Passage given
start

The goal of this exploratory machine learning project is, to understand the key
drivers of the prices of classic and exclusive cars and to predict the prices
using machine learning techniques. In a first step, the data used in the project
is described and analysed. Then, the relevant metrics are described, the process
of training the models is addressed and the results of the algorithms with the
test data and the validation data are shown. Finally, possible weaknesses and
limitations are discussed and suggestions for improvement are made.


\newpage
# The data

## Data Source

The data used in this project was scraped from [classic-trader.com](https://www.classic-trader.com/) -
a website which describes itself as the international marketplace for classic
vehicles. All advertisements currently being placed were downloaded. If you intend
to run the scraping process, please note that this will take some time.
Alternatively (and as default in the corresponding script), the already scraped
data is downloaded via the GitHub repository associated with this project.

During the processing of this project, about 11 thousand observations could be
obtained by scraping classic-trader.com. After data cleansing, about 8 thousand
observations were available for the analysis. 

## Overview of the data

### Variables considered

Variable     | Type    | Description
------------ | ------- | -------------------------------------------------------
ID           | integer | Identification number of vehicle from website
manufacturer | Factor  | Manufacturer of vehicle (factorized)
model        | Factor  | Model of vehicle (general, e.g. 3 Series; factorized)
model_name   | Factor  | Model name of vehicle (more specific, e.g. 318is; factorized)
year         | Factor  | Year of manufacture (factorized)

end

Directive
Could you update the part of the project description that opens with the words "## Overview of" and closes with "e.g. 318is; factorized)", replacing "vehicle" with "car"?

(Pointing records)
start

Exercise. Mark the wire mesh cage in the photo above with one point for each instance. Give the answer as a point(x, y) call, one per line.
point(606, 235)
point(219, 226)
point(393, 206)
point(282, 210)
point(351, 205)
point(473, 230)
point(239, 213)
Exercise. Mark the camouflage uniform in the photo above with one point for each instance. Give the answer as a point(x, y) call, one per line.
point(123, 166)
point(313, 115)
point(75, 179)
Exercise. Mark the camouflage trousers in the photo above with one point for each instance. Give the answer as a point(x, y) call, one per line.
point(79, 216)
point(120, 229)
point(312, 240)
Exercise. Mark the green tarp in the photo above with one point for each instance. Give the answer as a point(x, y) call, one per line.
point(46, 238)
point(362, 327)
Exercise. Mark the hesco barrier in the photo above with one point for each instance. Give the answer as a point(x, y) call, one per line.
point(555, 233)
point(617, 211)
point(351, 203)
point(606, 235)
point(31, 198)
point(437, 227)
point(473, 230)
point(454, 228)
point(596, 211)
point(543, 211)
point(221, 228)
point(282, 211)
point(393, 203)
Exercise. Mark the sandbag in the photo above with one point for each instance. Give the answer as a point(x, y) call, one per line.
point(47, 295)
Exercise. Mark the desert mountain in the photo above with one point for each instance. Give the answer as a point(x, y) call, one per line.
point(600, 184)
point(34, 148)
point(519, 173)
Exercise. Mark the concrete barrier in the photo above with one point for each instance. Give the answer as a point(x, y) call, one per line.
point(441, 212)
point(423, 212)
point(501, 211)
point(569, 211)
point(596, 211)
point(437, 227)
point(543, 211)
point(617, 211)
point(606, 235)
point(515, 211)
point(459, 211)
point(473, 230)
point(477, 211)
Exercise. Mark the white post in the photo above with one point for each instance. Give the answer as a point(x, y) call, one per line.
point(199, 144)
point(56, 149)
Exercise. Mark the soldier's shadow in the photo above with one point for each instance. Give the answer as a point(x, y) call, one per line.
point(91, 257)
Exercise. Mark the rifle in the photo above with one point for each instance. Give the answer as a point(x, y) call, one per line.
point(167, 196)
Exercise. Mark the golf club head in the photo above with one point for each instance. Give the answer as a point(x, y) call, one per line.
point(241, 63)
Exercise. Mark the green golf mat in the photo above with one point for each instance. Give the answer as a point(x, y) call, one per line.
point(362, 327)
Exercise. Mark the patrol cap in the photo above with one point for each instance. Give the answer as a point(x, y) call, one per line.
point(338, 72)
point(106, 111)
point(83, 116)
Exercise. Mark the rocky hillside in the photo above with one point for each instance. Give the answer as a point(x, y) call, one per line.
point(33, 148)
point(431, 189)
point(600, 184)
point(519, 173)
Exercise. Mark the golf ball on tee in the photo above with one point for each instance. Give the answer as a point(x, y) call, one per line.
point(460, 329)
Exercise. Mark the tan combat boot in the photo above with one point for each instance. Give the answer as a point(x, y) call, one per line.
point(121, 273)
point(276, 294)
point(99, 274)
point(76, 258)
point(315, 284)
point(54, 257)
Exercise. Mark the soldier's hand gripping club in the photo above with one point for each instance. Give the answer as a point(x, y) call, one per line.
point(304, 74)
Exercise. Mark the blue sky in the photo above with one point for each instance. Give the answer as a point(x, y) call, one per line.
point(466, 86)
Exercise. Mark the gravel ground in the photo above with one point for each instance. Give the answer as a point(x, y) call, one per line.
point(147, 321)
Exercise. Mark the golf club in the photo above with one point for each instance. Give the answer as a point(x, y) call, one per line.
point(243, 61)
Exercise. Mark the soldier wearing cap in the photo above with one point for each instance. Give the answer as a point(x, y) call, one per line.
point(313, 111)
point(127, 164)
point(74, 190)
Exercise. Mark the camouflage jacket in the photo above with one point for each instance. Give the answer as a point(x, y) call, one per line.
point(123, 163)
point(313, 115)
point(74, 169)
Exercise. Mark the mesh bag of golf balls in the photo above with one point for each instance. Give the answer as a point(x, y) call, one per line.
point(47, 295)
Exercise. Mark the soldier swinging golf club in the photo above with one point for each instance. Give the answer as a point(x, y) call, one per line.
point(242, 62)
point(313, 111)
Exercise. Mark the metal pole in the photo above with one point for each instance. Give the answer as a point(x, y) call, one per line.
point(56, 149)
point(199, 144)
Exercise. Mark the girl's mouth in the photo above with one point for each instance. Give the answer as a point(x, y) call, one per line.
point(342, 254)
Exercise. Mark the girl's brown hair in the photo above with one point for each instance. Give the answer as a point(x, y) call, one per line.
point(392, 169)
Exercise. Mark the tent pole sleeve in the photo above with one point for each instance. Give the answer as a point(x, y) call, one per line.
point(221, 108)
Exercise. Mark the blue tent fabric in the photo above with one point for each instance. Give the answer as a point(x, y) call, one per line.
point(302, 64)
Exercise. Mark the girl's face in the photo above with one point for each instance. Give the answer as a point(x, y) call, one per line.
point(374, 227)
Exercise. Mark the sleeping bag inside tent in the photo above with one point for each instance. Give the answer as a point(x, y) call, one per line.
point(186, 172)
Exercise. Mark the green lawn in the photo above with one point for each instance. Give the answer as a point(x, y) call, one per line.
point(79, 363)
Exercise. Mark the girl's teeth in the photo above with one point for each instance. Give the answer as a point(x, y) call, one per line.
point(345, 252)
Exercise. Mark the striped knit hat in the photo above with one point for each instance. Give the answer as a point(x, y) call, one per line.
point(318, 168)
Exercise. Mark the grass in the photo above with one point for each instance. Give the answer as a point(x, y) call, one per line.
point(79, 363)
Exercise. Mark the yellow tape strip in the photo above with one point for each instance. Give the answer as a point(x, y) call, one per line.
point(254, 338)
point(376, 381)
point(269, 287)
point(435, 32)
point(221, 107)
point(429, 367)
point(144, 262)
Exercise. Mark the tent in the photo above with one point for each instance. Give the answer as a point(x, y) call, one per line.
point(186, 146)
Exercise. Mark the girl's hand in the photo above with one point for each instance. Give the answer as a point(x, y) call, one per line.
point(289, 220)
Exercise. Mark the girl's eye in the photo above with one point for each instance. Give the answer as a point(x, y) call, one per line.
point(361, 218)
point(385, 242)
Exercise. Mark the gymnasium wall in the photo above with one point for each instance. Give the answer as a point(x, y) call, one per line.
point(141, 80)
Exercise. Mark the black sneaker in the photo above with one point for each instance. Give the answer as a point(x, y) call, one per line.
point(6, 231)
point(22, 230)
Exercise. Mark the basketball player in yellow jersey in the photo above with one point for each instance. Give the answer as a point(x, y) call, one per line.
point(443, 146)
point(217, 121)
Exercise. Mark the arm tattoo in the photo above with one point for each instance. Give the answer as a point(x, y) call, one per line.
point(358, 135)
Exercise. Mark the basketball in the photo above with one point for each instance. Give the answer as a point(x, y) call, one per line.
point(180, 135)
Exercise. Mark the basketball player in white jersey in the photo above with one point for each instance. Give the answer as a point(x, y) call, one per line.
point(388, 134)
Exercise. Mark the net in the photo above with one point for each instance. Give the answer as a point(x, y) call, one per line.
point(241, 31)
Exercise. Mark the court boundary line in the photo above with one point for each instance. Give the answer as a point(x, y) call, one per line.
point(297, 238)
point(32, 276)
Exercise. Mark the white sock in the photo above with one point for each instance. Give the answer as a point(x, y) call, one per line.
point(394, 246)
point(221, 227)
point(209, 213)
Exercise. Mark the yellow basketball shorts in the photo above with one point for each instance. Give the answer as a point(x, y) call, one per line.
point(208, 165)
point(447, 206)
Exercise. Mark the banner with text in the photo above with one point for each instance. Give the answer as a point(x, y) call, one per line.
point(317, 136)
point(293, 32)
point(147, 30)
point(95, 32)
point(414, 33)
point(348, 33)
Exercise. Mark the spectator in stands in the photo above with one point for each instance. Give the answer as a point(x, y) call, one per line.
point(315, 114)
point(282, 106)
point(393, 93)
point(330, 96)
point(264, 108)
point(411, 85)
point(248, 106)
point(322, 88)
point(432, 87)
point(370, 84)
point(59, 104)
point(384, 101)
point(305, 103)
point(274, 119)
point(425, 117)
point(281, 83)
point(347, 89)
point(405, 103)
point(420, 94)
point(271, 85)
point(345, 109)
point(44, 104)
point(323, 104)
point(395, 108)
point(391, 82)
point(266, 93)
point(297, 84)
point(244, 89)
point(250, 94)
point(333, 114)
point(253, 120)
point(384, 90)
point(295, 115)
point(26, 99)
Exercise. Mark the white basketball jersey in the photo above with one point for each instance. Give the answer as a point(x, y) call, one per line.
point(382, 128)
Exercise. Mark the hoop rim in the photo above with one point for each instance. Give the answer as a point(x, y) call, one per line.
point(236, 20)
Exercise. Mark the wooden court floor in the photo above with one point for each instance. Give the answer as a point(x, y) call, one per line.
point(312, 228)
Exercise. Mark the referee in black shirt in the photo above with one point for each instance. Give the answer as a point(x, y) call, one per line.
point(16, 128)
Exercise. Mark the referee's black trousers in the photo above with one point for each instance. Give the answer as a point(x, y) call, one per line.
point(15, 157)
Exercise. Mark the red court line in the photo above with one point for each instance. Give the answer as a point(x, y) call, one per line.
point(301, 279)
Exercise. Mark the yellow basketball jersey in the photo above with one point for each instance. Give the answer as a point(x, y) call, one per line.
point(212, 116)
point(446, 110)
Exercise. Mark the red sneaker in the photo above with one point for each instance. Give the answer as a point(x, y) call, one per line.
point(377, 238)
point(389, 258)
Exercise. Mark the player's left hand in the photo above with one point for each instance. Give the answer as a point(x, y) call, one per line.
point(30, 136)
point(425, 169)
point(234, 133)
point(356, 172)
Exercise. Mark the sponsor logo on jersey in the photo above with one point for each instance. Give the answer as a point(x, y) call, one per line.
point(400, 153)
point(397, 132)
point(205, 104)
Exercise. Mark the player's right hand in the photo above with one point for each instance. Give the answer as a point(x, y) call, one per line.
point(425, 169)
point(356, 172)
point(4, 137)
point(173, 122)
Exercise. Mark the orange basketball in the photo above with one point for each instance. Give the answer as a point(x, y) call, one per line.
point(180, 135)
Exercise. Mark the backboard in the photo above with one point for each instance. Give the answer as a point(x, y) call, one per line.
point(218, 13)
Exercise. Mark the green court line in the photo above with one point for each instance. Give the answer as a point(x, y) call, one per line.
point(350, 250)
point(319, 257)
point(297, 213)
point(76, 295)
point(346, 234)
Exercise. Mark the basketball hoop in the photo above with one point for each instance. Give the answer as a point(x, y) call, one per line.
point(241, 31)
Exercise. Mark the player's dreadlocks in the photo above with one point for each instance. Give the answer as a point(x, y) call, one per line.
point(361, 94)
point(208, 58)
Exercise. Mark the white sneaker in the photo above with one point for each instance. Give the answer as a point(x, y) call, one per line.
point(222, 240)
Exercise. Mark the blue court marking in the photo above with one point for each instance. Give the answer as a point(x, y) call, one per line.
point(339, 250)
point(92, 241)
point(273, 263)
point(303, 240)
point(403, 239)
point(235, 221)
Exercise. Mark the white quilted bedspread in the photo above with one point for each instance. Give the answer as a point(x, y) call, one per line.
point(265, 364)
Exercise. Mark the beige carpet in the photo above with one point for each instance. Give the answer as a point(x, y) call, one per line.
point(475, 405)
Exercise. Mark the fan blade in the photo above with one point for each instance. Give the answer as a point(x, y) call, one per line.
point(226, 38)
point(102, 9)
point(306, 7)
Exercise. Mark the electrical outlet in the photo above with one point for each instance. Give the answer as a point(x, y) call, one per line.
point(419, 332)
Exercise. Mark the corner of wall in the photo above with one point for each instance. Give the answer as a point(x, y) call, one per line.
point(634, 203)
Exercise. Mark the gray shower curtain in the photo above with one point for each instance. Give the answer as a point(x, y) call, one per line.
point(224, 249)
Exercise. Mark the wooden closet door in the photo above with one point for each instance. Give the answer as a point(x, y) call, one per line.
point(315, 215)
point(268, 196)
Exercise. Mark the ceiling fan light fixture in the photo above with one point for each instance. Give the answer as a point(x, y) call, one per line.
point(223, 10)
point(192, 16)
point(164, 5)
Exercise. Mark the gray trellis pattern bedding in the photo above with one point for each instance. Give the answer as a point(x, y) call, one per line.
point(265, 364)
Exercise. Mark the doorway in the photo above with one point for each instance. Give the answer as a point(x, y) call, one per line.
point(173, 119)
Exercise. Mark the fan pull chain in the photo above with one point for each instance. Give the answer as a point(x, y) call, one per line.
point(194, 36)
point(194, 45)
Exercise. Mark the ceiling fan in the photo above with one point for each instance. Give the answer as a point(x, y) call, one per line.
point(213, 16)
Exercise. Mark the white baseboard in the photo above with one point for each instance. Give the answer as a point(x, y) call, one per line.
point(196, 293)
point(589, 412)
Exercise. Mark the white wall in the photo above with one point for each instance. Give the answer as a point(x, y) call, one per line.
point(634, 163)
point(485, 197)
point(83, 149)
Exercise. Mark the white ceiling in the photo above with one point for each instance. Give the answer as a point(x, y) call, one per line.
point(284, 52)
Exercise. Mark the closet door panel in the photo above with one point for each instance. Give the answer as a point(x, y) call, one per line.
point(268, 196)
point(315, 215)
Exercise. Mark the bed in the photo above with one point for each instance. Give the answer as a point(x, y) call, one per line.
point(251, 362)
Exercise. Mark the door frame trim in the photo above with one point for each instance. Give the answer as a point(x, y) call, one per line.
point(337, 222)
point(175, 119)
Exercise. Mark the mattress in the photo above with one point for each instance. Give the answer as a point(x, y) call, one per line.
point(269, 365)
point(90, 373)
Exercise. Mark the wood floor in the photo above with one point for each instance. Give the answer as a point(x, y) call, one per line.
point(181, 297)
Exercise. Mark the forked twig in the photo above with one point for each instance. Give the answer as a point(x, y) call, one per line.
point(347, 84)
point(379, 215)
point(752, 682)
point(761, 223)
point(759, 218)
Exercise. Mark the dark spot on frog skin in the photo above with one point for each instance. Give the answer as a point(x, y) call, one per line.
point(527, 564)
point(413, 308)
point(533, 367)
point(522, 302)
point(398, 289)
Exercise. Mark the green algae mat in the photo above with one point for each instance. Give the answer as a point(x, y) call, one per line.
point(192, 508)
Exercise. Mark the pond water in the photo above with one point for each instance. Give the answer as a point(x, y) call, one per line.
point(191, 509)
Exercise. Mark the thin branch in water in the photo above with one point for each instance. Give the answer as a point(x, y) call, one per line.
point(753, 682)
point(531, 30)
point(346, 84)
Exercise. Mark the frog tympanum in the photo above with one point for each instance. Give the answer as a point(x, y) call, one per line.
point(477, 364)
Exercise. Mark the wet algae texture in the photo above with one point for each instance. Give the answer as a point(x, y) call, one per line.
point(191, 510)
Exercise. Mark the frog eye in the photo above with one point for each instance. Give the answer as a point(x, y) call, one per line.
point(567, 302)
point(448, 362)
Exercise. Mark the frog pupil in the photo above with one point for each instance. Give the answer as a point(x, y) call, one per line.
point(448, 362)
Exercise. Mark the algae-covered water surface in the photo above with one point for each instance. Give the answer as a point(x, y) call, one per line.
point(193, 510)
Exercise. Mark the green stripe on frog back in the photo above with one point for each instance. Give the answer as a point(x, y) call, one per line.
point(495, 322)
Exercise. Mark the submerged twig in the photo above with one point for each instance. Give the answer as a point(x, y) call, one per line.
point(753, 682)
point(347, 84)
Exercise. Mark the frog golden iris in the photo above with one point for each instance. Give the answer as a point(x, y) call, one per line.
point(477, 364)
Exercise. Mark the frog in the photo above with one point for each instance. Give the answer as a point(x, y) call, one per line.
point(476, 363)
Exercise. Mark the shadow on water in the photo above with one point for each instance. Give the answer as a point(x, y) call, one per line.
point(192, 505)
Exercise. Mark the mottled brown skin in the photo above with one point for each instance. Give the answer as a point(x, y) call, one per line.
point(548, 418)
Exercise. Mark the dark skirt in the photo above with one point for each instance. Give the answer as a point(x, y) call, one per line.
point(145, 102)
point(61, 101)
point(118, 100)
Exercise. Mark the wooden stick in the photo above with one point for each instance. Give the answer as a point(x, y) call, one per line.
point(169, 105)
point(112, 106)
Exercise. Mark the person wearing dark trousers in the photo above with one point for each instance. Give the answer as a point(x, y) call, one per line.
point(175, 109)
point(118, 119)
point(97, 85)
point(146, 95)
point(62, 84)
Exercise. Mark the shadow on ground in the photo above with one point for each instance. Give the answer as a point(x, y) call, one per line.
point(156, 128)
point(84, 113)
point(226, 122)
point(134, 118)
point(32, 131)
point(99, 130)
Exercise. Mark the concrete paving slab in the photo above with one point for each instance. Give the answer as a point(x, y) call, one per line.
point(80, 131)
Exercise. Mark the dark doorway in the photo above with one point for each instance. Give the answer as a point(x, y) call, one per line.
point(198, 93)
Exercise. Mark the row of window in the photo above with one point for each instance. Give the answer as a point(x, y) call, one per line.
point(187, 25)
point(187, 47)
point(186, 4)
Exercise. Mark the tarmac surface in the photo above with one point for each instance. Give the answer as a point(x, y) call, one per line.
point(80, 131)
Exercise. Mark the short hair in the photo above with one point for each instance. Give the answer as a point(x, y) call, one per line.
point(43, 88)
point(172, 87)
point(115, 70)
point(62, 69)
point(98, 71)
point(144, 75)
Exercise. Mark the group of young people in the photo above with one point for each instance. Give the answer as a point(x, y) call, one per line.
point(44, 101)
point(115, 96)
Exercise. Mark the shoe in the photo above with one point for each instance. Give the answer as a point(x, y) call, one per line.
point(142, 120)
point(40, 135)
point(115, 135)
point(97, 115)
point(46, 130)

end

Finished answer
## Overview of the data

### Variables considered

Variable     | Type    | Description
------------ | ------- | -------------------------------------------------------
ID           | integer | Identification number of car from website
manufacturer | Factor  | Manufacturer of car (factorized)
model        | Factor  | Model of car (general, e.g. 3 Series; factorized)
model_name   | Factor  | Model name of car (more specific, e.g. 318is; factorized)